* Description of the task: Write the next part of the chat about Hoplon's ns+ form and .cljs.hl files, starting after its final message.

Yup, I've just started reading the latest formable source before I left the office. We would need to merge with our branch and see if anything breaks

jumblerg14:11:04

@micha: incidentally, i was thinking about ns+; i wonder if it would make sense to do away with this in favor of a simple ns in a .cljs.hl file.

jumblerg14:11:31

the ns would have the same semantics, and be more tooling-friendly perhaps because it is consistent. additionally, it would maintain the contract that .cljs files start with ns.

jumblerg14:11:57

(i had this insight while thinking about deps.cljs...

micha14:11:10

i don't think it would be more tooling friendly

micha14:11:14

just like deps.cljs

micha14:11:20

it would be less tooling friendly

micha14:11:27

because it wouldn't be the real ns

micha14:11:56

tools should be able to assume that the ns form is the real one and not something else that is appropriating the name

micha14:11:12

this is the same issue as we see with .cljs files that aren't cljs namespaces

micha14:11:17

it interferes with tooling

jumblerg14:11:17

i, personally, care less about this particular aspect. but this would be an .hl ns, not a .cljs ns.

jumblerg14:11:39

hl files belong to the hoplon compiler / task.

jumblerg14:11:05

which would then create a legal cljs file with a real ns for the clojurescript task.

micha14:11:17

yeah the hoplon task alraedy adds things to the ns decl in a .cljs.hl file

jumblerg14:11:21

instead of an illegal cljs file with ns+ at the top upstream of the hoplon task.

jumblerg14:11:37

yeah, but before hoplon, we have an illegal cljs file

jumblerg14:11:31

that's why i think it should be a .hl file instead. and since it would be a .hl file, then it could use a hoplon ns.

jumblerg14:11:26

the current ns+ implementation in hoplon tinkers with a file type/contract it does not own.

jumblerg14:11:42

and typically our file extensions specify which compiler they belong to, eg .java -> javac, .cljs -> clojurescript, in this case .hl -> hoplon. i think it is analogous to invading someone else's namespace.

jumblerg14:11:54

if we do want to extend .cljs files more generally, with something like ns+ , we should do it in the cljs task i'd imagine (at least within the boot world, these files would still be illegal in the larger cljs ecosystem).

jumblerg14:11:49

i think the same principle applies to tooling; editors should be able expect an actual ns at the top of any .cljs files. i only meant to convey there might be an incidental benefit of convenience when users associated .hl files with clojurescript in their editors, since the only syntactic delta would be the addition of the :page form to the macro. an ide might not recognize ns+.

micha14:11:51

yeah it's ns+ because i'm not sure it's a good idea

micha14:11:03

it's experimental

jumblerg14:11:56

i think it is a great idea as an nsfor hoplon files. 🙂

jumblerg14:11:23

it works great now. whether or not you want to propagate it to the clojurescript task, and effectively introduce boot extensions to clojurescript, is another question.

* Given material:
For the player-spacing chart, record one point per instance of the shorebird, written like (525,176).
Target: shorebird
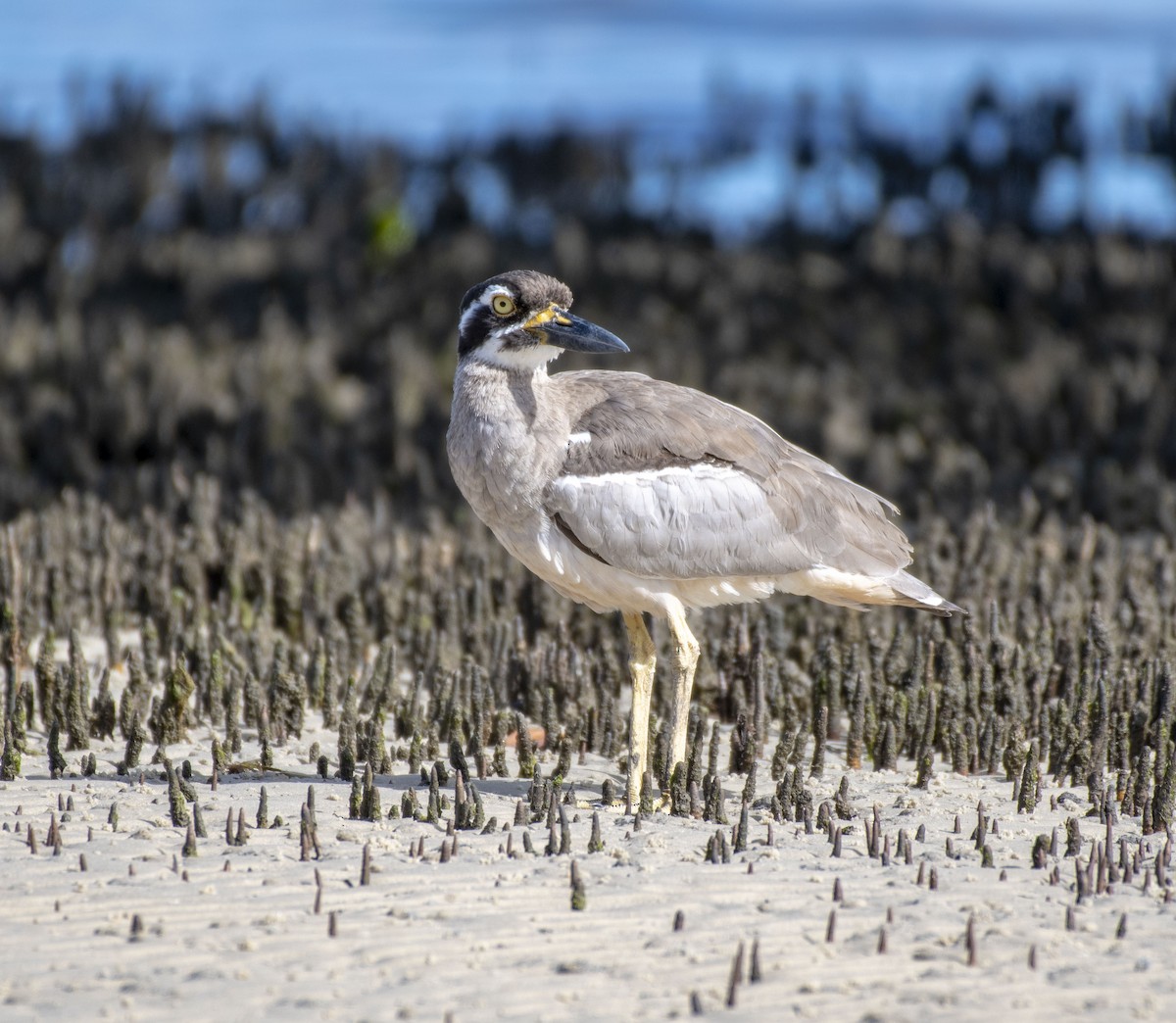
(638,495)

* Answer:
micha14:11:58

haha i don't think juho would want that

jumblerg14:11:39

lol. yeah... i heard, somewhere, that :require-macros is no longer needed by cljs; i've not verified this, but that might negate any benefit of doing this anyway if true.

micha14:11:00

maybe i can turn it into a patch for cljs compiler though if it works well

micha14:11:16

that's sort of true

micha14:11:45

it still doesn't support refer our use though

onetom14:11:48

I've actually seen weird symbol resolution situations in cursive

jumblerg15:11:08

yeah. you should submit a patch for bound-fn too, if they can introduce your binding it in a backwards compatible way.

onetom15:11:18

Sometimes defelem is marked unresolvable

onetom15:11:59

I suspect it happens since we switched to cljs 1.9

jumblerg15:11:04

remind me what the :refer semantic was?

micha15:11:16

(:require [foo :refer :all])

jumblerg15:11:17

ah, yeah. i never use the :all because i don't like dumping a bag-o-symbols into my ns implicitly.

jumblerg15:11:46

i want to be able to look at my page and know where the things came from.

jumblerg15:11:30

if it isn't in the ns macro, it had better be clojure.core.

onetom15:11:49

Except it would be very useful for DSLs like Hoplon or cljs.test

jumblerg15:11:26

convenient. easy at first maybe. less simple. we tried that with hoplon in pages implicit :refer :all. 😕 i find in practice i either refer in a small handful of symbols (even in test), or simply namespace them with :as.

jumblerg15:11:43

there's a scenario out there, i'm sure, where i might be pragmatic enough to use :refer :all - but i've yet to encounter it.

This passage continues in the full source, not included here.